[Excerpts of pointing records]
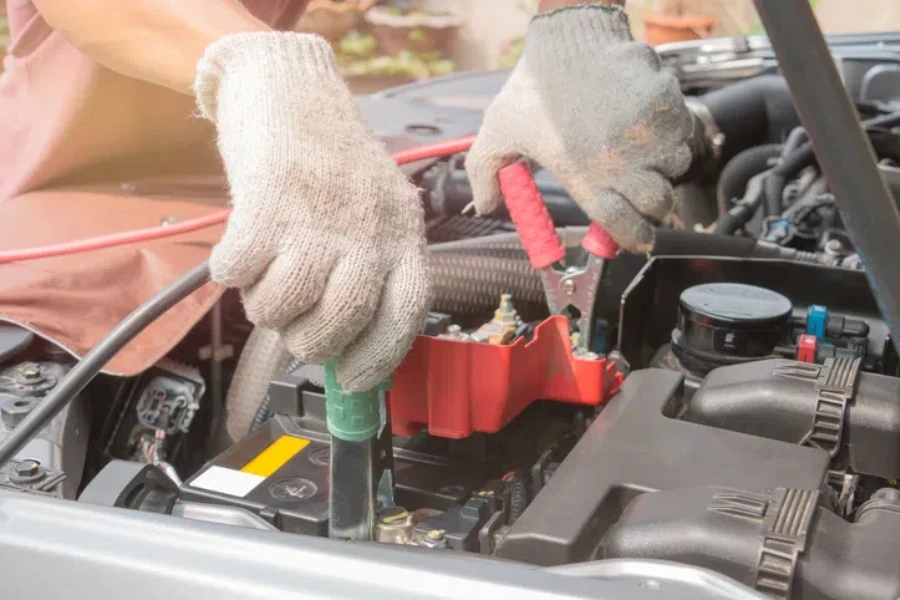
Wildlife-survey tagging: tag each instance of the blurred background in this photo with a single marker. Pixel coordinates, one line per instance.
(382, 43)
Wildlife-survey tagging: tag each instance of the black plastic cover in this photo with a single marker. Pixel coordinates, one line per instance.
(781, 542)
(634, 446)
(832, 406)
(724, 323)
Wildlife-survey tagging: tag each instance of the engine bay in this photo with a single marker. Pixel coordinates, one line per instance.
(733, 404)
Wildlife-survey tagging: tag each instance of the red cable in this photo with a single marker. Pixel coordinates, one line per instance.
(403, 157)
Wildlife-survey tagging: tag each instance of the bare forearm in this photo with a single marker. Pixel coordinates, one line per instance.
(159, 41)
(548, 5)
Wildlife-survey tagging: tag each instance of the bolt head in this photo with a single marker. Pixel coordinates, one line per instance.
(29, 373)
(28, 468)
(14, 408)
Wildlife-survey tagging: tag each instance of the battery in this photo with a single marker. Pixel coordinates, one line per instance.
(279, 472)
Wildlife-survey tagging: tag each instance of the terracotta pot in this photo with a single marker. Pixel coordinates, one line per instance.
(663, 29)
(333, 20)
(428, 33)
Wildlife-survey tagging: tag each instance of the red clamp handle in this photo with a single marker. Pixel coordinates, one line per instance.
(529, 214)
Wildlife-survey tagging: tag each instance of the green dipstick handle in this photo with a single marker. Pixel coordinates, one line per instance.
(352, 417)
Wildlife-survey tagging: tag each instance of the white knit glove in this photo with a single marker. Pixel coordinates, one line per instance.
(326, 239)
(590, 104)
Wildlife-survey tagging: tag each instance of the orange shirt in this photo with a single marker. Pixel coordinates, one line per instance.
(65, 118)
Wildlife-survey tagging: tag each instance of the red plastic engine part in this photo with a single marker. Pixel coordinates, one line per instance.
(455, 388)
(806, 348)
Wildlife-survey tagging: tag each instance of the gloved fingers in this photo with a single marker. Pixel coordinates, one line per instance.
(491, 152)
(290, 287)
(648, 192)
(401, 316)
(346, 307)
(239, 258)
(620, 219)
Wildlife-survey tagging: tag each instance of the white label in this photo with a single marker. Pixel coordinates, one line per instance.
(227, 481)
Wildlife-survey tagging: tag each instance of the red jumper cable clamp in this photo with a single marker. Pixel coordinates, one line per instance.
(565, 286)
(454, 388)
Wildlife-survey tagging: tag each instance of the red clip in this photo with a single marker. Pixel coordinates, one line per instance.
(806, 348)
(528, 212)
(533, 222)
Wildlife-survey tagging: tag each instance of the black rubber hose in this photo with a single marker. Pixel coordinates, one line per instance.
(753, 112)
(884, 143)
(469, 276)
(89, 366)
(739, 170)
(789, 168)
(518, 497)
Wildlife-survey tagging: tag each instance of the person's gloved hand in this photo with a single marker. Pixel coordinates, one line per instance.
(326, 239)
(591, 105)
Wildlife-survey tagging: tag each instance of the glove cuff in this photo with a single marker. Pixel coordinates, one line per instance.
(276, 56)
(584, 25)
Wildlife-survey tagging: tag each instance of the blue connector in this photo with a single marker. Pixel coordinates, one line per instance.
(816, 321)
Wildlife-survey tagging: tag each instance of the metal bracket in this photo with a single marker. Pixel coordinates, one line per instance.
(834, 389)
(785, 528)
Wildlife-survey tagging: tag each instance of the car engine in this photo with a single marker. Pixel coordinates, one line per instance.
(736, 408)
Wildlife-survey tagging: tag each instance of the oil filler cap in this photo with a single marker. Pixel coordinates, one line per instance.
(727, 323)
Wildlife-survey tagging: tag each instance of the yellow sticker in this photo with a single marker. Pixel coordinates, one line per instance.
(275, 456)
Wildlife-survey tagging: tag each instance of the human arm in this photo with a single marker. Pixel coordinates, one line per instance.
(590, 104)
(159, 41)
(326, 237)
==
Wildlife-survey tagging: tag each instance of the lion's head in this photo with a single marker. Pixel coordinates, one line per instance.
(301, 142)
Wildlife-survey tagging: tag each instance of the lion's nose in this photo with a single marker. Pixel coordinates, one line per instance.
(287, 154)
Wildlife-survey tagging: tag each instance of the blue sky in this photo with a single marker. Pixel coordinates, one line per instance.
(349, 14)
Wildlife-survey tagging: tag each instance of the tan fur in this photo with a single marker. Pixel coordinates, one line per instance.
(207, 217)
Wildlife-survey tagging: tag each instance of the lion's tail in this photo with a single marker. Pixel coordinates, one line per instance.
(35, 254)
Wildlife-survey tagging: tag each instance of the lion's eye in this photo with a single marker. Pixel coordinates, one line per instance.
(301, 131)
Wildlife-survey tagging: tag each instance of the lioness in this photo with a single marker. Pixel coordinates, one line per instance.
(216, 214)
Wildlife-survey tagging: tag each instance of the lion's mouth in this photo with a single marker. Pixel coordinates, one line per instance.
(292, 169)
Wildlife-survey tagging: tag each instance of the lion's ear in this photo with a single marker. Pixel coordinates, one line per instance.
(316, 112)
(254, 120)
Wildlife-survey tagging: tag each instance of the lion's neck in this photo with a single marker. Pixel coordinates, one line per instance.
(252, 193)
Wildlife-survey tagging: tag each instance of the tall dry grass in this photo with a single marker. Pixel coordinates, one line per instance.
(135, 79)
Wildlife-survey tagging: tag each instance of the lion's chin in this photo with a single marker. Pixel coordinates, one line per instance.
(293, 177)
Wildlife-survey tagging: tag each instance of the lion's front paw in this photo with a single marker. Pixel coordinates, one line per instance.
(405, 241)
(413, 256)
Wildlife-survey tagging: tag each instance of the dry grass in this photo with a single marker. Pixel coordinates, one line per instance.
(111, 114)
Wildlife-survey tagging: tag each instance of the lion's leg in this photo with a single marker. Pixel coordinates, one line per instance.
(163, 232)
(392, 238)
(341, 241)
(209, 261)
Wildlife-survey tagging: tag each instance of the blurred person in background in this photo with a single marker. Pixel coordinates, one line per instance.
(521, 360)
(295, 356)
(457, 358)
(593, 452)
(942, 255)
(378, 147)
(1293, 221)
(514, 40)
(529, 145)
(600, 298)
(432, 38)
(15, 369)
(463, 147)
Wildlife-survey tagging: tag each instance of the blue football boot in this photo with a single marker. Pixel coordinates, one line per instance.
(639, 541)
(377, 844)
* * *
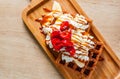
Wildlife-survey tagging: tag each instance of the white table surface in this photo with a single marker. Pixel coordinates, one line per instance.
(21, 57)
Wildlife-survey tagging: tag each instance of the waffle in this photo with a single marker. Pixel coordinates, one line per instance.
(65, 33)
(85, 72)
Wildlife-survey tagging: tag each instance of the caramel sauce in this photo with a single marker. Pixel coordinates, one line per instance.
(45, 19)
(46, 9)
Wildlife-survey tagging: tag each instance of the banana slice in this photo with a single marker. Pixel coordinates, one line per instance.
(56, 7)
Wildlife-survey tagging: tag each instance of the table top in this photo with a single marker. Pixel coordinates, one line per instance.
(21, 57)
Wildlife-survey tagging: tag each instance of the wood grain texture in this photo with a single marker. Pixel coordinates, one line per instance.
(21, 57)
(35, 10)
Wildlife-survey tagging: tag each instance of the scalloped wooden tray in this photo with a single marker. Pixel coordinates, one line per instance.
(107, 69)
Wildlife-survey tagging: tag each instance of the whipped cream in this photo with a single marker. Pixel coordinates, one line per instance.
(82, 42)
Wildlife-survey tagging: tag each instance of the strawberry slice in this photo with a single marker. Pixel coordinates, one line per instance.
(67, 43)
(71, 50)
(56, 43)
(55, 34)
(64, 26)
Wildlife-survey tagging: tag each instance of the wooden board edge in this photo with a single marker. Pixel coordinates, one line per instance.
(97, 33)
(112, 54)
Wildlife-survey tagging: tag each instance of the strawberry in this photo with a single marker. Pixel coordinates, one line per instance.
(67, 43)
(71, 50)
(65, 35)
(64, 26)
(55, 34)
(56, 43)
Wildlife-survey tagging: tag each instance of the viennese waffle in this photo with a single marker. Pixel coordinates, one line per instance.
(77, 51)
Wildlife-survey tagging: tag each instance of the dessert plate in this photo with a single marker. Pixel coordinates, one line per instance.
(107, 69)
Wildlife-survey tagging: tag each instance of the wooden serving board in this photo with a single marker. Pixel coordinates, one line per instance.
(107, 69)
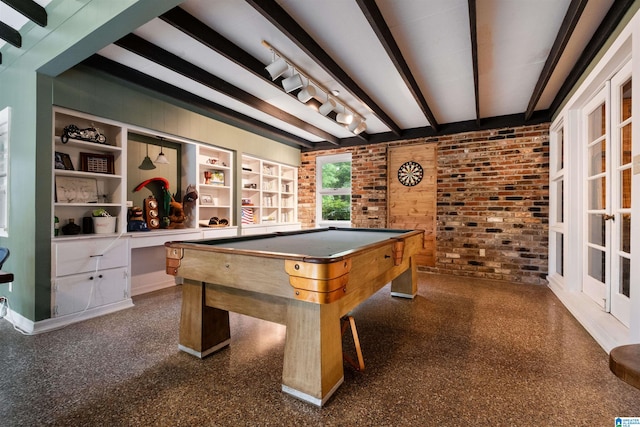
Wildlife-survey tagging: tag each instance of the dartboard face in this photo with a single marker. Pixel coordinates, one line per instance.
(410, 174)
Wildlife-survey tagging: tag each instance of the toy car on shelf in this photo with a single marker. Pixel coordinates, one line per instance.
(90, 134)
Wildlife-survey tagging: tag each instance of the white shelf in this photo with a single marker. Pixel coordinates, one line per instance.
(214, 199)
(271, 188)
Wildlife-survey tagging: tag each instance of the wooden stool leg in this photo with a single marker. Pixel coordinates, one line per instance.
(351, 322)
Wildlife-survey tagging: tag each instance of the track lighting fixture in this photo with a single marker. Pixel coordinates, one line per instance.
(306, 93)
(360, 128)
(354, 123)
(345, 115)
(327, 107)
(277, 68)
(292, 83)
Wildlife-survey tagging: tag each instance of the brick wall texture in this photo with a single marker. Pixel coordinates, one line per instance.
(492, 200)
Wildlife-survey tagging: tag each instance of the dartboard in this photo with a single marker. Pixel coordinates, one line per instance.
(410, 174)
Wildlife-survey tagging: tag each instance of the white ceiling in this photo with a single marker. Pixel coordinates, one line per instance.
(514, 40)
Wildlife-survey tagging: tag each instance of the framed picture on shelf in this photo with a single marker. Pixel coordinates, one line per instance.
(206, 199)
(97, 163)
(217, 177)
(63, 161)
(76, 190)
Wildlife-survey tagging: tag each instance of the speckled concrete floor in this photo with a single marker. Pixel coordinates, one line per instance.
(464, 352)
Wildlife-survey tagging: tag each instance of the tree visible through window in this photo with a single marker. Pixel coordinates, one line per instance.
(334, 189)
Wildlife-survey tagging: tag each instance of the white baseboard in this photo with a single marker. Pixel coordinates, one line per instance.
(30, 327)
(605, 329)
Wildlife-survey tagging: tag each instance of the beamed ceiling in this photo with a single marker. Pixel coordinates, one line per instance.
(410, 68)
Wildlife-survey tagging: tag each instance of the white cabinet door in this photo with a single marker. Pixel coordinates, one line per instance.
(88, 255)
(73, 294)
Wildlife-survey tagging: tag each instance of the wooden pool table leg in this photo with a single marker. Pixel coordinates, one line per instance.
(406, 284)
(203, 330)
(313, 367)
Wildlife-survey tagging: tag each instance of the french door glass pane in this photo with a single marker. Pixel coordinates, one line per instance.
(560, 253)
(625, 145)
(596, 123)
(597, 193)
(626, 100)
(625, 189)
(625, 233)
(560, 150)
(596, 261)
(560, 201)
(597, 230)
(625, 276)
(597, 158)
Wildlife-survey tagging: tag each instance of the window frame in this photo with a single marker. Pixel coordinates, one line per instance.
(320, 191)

● What the task asks:
Which lines of the listing above contain the string "ceiling"? Report each of them in full.

● Exercise answer:
Wildlife-survey tagging: tag each instance of the white ceiling in this photo with a single marker. Pixel coordinates, one line per instance.
Wildlife-survey tagging: tag each instance of the beamed ceiling in this photo with a single marker. Pixel coordinates, one line per instance.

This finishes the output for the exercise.